* _Data taken from a collection_
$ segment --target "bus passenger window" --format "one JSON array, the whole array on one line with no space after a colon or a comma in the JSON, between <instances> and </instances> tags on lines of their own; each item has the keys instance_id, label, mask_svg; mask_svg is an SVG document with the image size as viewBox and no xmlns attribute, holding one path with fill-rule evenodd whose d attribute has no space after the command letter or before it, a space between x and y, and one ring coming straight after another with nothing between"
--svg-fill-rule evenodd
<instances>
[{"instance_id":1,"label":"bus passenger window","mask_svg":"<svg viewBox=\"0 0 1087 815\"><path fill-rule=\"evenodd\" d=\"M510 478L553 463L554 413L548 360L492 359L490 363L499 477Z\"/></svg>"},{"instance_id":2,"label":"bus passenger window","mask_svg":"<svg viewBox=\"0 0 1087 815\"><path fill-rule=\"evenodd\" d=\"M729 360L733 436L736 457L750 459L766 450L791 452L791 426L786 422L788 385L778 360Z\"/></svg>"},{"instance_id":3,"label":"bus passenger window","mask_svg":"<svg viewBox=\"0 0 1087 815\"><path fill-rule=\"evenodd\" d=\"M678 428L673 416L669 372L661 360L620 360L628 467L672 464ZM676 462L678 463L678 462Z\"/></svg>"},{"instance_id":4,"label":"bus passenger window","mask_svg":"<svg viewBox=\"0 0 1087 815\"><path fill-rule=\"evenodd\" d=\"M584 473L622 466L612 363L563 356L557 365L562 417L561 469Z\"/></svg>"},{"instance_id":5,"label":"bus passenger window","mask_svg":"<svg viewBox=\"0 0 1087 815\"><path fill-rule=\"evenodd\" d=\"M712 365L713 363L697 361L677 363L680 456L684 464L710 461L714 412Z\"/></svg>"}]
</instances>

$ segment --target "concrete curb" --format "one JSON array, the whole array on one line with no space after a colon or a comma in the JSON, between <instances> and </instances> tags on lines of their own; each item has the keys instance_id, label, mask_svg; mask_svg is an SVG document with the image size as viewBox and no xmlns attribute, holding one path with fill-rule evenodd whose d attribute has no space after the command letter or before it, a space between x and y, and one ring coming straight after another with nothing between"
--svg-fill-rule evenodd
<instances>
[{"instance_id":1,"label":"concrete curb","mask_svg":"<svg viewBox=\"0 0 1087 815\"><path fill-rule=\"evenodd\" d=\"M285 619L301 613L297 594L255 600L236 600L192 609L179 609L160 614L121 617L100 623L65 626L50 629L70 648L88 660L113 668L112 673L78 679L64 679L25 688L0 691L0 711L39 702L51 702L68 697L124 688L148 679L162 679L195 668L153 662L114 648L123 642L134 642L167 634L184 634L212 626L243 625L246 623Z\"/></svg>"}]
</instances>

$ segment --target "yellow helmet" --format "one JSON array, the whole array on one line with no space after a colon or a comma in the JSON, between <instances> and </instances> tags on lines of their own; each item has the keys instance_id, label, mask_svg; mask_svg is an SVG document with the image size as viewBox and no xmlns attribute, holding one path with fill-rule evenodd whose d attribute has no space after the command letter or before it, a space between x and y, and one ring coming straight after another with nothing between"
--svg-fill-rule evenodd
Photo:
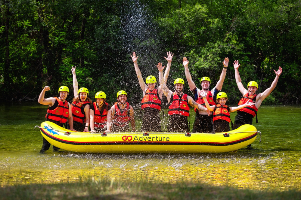
<instances>
[{"instance_id":1,"label":"yellow helmet","mask_svg":"<svg viewBox=\"0 0 301 200\"><path fill-rule=\"evenodd\" d=\"M177 78L175 80L175 82L173 83L174 85L175 85L176 83L182 83L183 84L183 85L184 85L185 84L184 83L184 80L183 80L182 78Z\"/></svg>"},{"instance_id":2,"label":"yellow helmet","mask_svg":"<svg viewBox=\"0 0 301 200\"><path fill-rule=\"evenodd\" d=\"M89 94L89 90L85 87L81 87L78 90L78 93L79 94L80 92L87 92Z\"/></svg>"},{"instance_id":3,"label":"yellow helmet","mask_svg":"<svg viewBox=\"0 0 301 200\"><path fill-rule=\"evenodd\" d=\"M216 95L217 99L219 98L223 98L224 97L228 98L228 97L227 96L227 94L223 92L219 92L217 93L217 95Z\"/></svg>"},{"instance_id":4,"label":"yellow helmet","mask_svg":"<svg viewBox=\"0 0 301 200\"><path fill-rule=\"evenodd\" d=\"M60 87L60 88L58 89L58 93L59 93L61 91L65 91L69 93L69 88L67 86L63 86Z\"/></svg>"},{"instance_id":5,"label":"yellow helmet","mask_svg":"<svg viewBox=\"0 0 301 200\"><path fill-rule=\"evenodd\" d=\"M209 77L207 77L206 76L204 76L201 79L201 83L202 83L202 81L203 80L207 80L209 81L209 83L211 84L211 81L210 80L210 79Z\"/></svg>"},{"instance_id":6,"label":"yellow helmet","mask_svg":"<svg viewBox=\"0 0 301 200\"><path fill-rule=\"evenodd\" d=\"M98 92L95 94L95 98L107 98L107 96L106 96L106 93L103 92L102 92L101 91Z\"/></svg>"},{"instance_id":7,"label":"yellow helmet","mask_svg":"<svg viewBox=\"0 0 301 200\"><path fill-rule=\"evenodd\" d=\"M124 90L120 90L117 92L117 98L118 98L118 96L119 95L121 95L122 94L125 94L126 95L126 97L128 96L128 94L126 93L126 92Z\"/></svg>"},{"instance_id":8,"label":"yellow helmet","mask_svg":"<svg viewBox=\"0 0 301 200\"><path fill-rule=\"evenodd\" d=\"M254 81L250 81L248 83L248 87L249 86L255 86L257 88L258 88L258 84L257 82Z\"/></svg>"},{"instance_id":9,"label":"yellow helmet","mask_svg":"<svg viewBox=\"0 0 301 200\"><path fill-rule=\"evenodd\" d=\"M157 80L156 79L156 77L154 76L149 76L146 78L146 83L152 83L157 82Z\"/></svg>"}]
</instances>

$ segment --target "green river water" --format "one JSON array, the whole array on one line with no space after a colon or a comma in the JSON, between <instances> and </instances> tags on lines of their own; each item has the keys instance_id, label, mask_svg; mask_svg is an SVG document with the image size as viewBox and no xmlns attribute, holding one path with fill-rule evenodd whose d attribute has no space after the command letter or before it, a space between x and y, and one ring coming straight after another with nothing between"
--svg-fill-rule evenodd
<instances>
[{"instance_id":1,"label":"green river water","mask_svg":"<svg viewBox=\"0 0 301 200\"><path fill-rule=\"evenodd\" d=\"M301 191L299 106L262 106L259 123L253 123L262 133L261 143L259 134L251 150L214 154L80 153L54 152L51 146L40 154L42 136L34 128L43 121L46 110L34 103L0 105L1 187L92 178ZM192 110L191 113L192 127ZM235 114L231 114L232 120Z\"/></svg>"}]
</instances>

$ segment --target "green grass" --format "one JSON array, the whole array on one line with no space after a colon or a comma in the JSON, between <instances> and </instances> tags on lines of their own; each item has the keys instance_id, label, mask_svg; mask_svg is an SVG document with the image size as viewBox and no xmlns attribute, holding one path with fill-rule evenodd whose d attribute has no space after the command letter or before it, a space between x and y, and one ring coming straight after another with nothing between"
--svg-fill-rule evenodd
<instances>
[{"instance_id":1,"label":"green grass","mask_svg":"<svg viewBox=\"0 0 301 200\"><path fill-rule=\"evenodd\" d=\"M90 179L0 188L0 199L297 199L301 192L251 190L201 183L156 183Z\"/></svg>"}]
</instances>

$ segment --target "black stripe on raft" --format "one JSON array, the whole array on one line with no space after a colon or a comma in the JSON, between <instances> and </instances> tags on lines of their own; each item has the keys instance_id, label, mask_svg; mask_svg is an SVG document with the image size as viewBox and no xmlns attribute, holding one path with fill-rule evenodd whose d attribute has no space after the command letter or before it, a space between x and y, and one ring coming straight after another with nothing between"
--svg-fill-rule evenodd
<instances>
[{"instance_id":1,"label":"black stripe on raft","mask_svg":"<svg viewBox=\"0 0 301 200\"><path fill-rule=\"evenodd\" d=\"M148 142L144 141L139 141L137 142L73 142L62 140L46 133L43 129L41 129L41 131L43 132L44 135L54 140L64 143L68 144L73 144L73 145L113 145L114 144L152 144L153 145L199 145L210 146L228 146L233 145L236 144L250 140L257 135L257 132L248 137L236 140L236 141L229 142L173 142L169 141L164 142Z\"/></svg>"}]
</instances>

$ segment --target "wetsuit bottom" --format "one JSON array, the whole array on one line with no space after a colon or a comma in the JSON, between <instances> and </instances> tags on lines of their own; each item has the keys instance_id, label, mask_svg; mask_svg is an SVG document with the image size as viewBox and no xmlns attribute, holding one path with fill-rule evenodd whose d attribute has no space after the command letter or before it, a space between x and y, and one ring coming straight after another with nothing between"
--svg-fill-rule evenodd
<instances>
[{"instance_id":1,"label":"wetsuit bottom","mask_svg":"<svg viewBox=\"0 0 301 200\"><path fill-rule=\"evenodd\" d=\"M253 122L253 115L246 113L245 112L237 111L236 115L234 119L234 129L236 129L242 125L244 124L252 125ZM247 146L247 148L251 148L251 144L249 144Z\"/></svg>"},{"instance_id":2,"label":"wetsuit bottom","mask_svg":"<svg viewBox=\"0 0 301 200\"><path fill-rule=\"evenodd\" d=\"M119 126L113 124L111 127L111 132L114 133L128 132L130 131L130 128L129 125L124 126Z\"/></svg>"},{"instance_id":3,"label":"wetsuit bottom","mask_svg":"<svg viewBox=\"0 0 301 200\"><path fill-rule=\"evenodd\" d=\"M245 112L238 111L234 119L234 129L236 129L244 124L252 124L253 115Z\"/></svg>"},{"instance_id":4,"label":"wetsuit bottom","mask_svg":"<svg viewBox=\"0 0 301 200\"><path fill-rule=\"evenodd\" d=\"M161 122L159 110L150 108L146 108L143 110L142 117L142 132L161 132Z\"/></svg>"},{"instance_id":5,"label":"wetsuit bottom","mask_svg":"<svg viewBox=\"0 0 301 200\"><path fill-rule=\"evenodd\" d=\"M194 133L211 133L213 116L200 115L195 113L195 119L193 124L192 132Z\"/></svg>"},{"instance_id":6,"label":"wetsuit bottom","mask_svg":"<svg viewBox=\"0 0 301 200\"><path fill-rule=\"evenodd\" d=\"M229 122L223 120L218 120L213 122L213 132L222 133L230 131Z\"/></svg>"},{"instance_id":7,"label":"wetsuit bottom","mask_svg":"<svg viewBox=\"0 0 301 200\"><path fill-rule=\"evenodd\" d=\"M73 129L77 131L82 132L85 129L85 124L83 124L78 122L73 121Z\"/></svg>"},{"instance_id":8,"label":"wetsuit bottom","mask_svg":"<svg viewBox=\"0 0 301 200\"><path fill-rule=\"evenodd\" d=\"M188 117L179 115L172 115L168 117L168 132L189 132Z\"/></svg>"}]
</instances>

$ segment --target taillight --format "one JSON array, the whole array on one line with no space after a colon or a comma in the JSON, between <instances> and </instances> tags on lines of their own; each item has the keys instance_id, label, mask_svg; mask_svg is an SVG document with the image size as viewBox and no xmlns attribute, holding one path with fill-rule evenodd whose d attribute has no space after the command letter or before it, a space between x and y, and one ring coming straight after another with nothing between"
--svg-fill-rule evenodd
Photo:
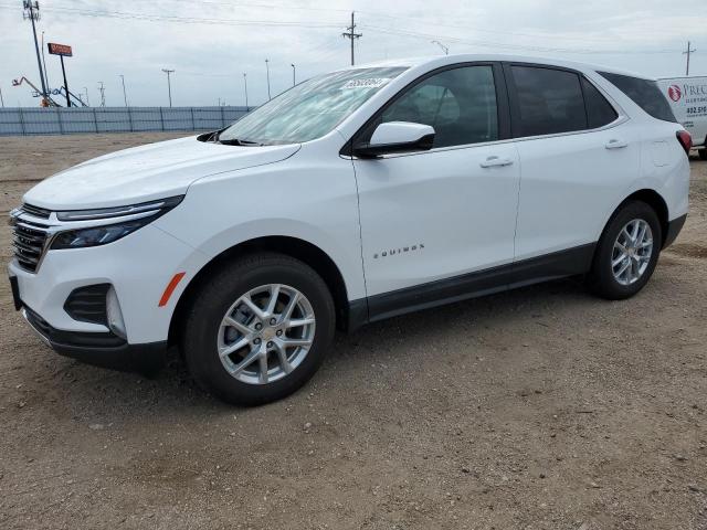
<instances>
[{"instance_id":1,"label":"taillight","mask_svg":"<svg viewBox=\"0 0 707 530\"><path fill-rule=\"evenodd\" d=\"M680 142L680 146L683 146L685 152L689 155L689 150L693 147L693 137L689 136L689 132L687 132L686 130L678 130L675 136L677 136L677 141Z\"/></svg>"}]
</instances>

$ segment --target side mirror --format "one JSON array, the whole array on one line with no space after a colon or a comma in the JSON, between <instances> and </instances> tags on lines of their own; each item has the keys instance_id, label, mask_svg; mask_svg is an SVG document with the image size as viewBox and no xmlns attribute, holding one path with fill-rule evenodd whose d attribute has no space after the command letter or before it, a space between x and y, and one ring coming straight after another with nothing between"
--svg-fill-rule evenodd
<instances>
[{"instance_id":1,"label":"side mirror","mask_svg":"<svg viewBox=\"0 0 707 530\"><path fill-rule=\"evenodd\" d=\"M376 127L368 144L354 146L359 158L376 158L393 152L428 151L434 142L434 128L410 121L389 121Z\"/></svg>"}]
</instances>

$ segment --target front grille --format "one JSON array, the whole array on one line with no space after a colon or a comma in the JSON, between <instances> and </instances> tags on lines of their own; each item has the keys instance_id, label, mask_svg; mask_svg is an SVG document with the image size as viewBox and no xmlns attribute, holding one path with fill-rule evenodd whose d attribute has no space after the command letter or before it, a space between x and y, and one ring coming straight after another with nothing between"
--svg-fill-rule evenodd
<instances>
[{"instance_id":1,"label":"front grille","mask_svg":"<svg viewBox=\"0 0 707 530\"><path fill-rule=\"evenodd\" d=\"M34 273L45 250L49 226L27 219L14 219L13 224L14 257L22 268Z\"/></svg>"},{"instance_id":2,"label":"front grille","mask_svg":"<svg viewBox=\"0 0 707 530\"><path fill-rule=\"evenodd\" d=\"M44 208L33 206L32 204L27 204L27 203L20 206L20 212L24 212L29 215L33 215L35 218L41 218L41 219L49 219L49 216L52 213Z\"/></svg>"},{"instance_id":3,"label":"front grille","mask_svg":"<svg viewBox=\"0 0 707 530\"><path fill-rule=\"evenodd\" d=\"M71 292L64 303L64 310L74 320L102 324L108 327L106 294L110 284L96 284L78 287Z\"/></svg>"}]
</instances>

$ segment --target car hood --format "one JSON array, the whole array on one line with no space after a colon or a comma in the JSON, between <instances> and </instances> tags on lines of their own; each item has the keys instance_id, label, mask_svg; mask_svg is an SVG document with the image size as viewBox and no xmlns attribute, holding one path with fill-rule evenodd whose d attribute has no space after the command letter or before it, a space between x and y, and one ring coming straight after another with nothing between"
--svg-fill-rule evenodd
<instances>
[{"instance_id":1,"label":"car hood","mask_svg":"<svg viewBox=\"0 0 707 530\"><path fill-rule=\"evenodd\" d=\"M43 180L24 202L49 210L122 206L187 192L198 179L274 163L299 145L241 147L197 137L160 141L104 155Z\"/></svg>"}]
</instances>

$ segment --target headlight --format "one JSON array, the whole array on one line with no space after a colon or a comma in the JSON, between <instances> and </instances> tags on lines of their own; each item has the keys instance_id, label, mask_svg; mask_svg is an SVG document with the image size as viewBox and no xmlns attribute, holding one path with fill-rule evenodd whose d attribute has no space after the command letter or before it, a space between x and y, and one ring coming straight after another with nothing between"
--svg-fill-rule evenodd
<instances>
[{"instance_id":1,"label":"headlight","mask_svg":"<svg viewBox=\"0 0 707 530\"><path fill-rule=\"evenodd\" d=\"M107 245L151 223L179 204L182 198L183 195L171 197L160 201L103 210L57 212L56 218L60 221L68 221L63 227L68 229L72 221L81 223L82 226L56 233L52 239L51 248Z\"/></svg>"}]
</instances>

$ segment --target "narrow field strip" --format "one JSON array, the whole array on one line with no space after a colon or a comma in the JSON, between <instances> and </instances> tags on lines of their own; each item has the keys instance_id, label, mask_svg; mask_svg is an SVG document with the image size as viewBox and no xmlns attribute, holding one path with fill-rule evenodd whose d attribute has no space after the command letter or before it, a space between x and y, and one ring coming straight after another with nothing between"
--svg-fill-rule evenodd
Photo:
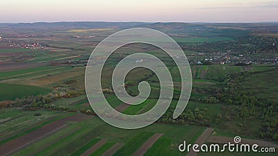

* _What this task involves_
Count the lines in the material above that contain the string "stripe". Reply with only the number.

* _Finished answer_
2